Work required> Everything from the line containing "man in black" down to the last line of the entries below must be transcribed exactly, and nothing else.
##### Data shown #####
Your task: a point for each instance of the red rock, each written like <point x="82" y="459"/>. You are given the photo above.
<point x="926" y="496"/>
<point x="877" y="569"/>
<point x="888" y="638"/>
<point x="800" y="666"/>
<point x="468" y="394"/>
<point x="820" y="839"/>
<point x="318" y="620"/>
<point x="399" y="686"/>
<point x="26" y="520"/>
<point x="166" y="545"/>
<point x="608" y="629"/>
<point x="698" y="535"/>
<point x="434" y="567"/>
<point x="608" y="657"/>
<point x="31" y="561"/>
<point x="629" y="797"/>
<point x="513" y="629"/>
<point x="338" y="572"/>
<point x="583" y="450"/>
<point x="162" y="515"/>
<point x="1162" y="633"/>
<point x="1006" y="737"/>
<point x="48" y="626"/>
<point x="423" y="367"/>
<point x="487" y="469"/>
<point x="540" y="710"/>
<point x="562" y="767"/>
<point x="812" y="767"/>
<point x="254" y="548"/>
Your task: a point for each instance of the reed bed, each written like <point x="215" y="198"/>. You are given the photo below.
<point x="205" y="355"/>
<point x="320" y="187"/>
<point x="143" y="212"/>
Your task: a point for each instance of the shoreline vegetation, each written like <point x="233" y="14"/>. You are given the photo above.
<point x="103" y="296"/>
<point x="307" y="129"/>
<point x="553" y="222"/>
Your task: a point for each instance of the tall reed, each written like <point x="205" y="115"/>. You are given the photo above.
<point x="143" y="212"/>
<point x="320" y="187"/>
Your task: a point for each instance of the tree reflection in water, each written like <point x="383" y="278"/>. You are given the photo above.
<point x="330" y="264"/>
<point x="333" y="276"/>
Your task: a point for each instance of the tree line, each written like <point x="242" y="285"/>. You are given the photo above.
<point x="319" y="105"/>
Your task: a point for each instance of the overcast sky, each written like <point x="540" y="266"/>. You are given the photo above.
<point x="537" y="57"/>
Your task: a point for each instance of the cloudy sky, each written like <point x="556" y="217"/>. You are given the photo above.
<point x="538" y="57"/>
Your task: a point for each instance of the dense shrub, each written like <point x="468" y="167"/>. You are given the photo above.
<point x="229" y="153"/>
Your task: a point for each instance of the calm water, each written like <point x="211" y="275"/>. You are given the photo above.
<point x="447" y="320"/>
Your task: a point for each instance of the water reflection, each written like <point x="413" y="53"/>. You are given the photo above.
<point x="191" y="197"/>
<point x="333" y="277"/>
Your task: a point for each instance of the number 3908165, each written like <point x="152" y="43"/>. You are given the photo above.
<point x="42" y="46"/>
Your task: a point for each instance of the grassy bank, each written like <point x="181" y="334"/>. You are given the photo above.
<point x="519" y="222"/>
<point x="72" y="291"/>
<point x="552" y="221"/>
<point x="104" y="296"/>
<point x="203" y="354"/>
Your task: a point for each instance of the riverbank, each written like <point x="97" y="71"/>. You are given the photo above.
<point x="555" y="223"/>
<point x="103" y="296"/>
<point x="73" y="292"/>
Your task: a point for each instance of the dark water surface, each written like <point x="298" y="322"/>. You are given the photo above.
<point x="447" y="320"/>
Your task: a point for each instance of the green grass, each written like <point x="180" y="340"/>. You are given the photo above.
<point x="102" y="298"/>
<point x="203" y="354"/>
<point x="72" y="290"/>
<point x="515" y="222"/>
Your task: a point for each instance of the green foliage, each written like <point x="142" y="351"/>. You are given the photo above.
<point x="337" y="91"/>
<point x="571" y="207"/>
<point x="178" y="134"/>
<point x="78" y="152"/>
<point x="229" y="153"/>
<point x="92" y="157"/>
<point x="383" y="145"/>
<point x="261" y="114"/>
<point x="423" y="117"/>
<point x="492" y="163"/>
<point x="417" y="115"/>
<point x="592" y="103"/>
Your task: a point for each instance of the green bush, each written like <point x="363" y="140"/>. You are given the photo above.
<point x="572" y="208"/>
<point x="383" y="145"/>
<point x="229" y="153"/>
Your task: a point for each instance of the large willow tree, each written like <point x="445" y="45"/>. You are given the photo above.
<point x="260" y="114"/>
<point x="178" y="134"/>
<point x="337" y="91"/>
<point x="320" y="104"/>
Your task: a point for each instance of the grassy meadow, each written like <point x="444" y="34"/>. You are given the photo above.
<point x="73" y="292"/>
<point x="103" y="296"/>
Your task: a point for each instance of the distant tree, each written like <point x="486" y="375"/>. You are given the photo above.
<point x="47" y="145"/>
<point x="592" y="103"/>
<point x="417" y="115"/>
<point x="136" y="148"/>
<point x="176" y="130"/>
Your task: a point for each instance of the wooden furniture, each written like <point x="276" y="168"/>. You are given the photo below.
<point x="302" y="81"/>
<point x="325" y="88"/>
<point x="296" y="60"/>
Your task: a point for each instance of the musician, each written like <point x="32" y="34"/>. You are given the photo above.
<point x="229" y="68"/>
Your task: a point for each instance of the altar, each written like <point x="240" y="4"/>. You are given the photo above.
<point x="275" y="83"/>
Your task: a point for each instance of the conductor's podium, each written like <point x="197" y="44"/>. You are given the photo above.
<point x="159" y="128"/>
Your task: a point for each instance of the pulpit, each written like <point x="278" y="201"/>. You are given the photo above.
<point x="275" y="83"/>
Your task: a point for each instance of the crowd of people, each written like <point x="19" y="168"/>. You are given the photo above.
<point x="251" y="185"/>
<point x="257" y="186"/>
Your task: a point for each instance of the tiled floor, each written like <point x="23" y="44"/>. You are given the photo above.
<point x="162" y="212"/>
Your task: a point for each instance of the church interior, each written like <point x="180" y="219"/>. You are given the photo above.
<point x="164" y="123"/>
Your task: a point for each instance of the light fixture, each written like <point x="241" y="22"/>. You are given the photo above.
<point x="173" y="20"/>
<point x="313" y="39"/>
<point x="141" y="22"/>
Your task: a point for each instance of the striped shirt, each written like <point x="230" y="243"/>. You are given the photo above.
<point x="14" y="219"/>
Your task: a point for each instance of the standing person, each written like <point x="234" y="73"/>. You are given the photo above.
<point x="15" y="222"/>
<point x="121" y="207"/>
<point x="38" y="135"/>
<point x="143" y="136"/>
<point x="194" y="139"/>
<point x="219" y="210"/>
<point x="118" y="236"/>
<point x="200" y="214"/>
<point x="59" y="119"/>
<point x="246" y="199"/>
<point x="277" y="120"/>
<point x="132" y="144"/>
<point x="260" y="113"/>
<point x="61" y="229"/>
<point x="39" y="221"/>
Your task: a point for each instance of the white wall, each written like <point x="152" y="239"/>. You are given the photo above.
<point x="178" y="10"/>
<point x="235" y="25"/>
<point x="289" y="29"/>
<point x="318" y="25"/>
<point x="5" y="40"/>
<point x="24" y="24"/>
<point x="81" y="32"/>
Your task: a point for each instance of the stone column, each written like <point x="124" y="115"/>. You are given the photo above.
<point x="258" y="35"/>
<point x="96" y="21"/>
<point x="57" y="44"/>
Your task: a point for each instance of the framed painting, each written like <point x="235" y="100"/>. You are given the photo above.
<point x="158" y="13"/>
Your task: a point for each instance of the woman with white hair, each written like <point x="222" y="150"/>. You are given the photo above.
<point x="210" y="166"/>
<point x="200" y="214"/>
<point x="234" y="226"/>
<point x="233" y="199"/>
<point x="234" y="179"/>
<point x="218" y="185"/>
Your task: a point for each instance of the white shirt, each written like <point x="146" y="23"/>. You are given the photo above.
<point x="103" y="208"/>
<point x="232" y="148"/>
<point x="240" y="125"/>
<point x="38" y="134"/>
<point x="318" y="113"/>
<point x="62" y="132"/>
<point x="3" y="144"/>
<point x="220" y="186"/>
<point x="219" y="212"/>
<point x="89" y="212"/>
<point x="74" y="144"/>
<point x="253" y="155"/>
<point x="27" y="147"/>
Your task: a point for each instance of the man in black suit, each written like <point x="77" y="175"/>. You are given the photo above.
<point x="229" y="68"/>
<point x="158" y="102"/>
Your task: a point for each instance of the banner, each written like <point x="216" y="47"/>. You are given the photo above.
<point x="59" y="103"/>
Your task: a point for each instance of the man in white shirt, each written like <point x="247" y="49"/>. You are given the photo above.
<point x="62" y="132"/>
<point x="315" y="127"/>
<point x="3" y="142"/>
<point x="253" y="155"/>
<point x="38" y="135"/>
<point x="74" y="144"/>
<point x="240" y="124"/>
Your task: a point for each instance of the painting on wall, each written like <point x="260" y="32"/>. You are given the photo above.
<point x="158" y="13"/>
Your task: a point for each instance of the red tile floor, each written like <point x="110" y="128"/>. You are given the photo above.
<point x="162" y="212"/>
#####
Written solution>
Your task: a point for each instance of the man in black suit, each written like <point x="77" y="175"/>. You are given the photo above.
<point x="229" y="68"/>
<point x="158" y="102"/>
Your task: a point for each instance of the banner, each written like <point x="216" y="47"/>. You are given the photo above.
<point x="59" y="103"/>
Your task: a point for each instance of the man in white shirt, each written like <point x="247" y="49"/>. You are given the photo above.
<point x="62" y="132"/>
<point x="315" y="127"/>
<point x="3" y="142"/>
<point x="253" y="155"/>
<point x="38" y="135"/>
<point x="74" y="144"/>
<point x="240" y="124"/>
Your task: a point for each instance of the painting on wall, each written like <point x="260" y="32"/>. You are given the photo above.
<point x="158" y="13"/>
Your task: a point for each instance of the red tile floor, each written like <point x="110" y="128"/>. You are given the photo above.
<point x="162" y="212"/>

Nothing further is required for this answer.